--- start ---
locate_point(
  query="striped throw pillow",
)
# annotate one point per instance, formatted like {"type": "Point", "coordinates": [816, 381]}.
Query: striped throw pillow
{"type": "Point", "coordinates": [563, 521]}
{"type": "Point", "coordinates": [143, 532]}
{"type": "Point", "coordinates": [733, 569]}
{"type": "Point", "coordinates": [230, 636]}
--- end ---
• _WHAT TO PRODUCE_
Rewrite every item above with "striped throw pillow" swapped for "plaid throw pillow", leaving everything else as it is.

• _OUTPUT_
locate_point(
  query="plaid throw pillow",
)
# annotate one point per instance, formatted like {"type": "Point", "coordinates": [816, 381]}.
Query: plaid throw pillow
{"type": "Point", "coordinates": [563, 521]}
{"type": "Point", "coordinates": [143, 532]}
{"type": "Point", "coordinates": [733, 569]}
{"type": "Point", "coordinates": [230, 636]}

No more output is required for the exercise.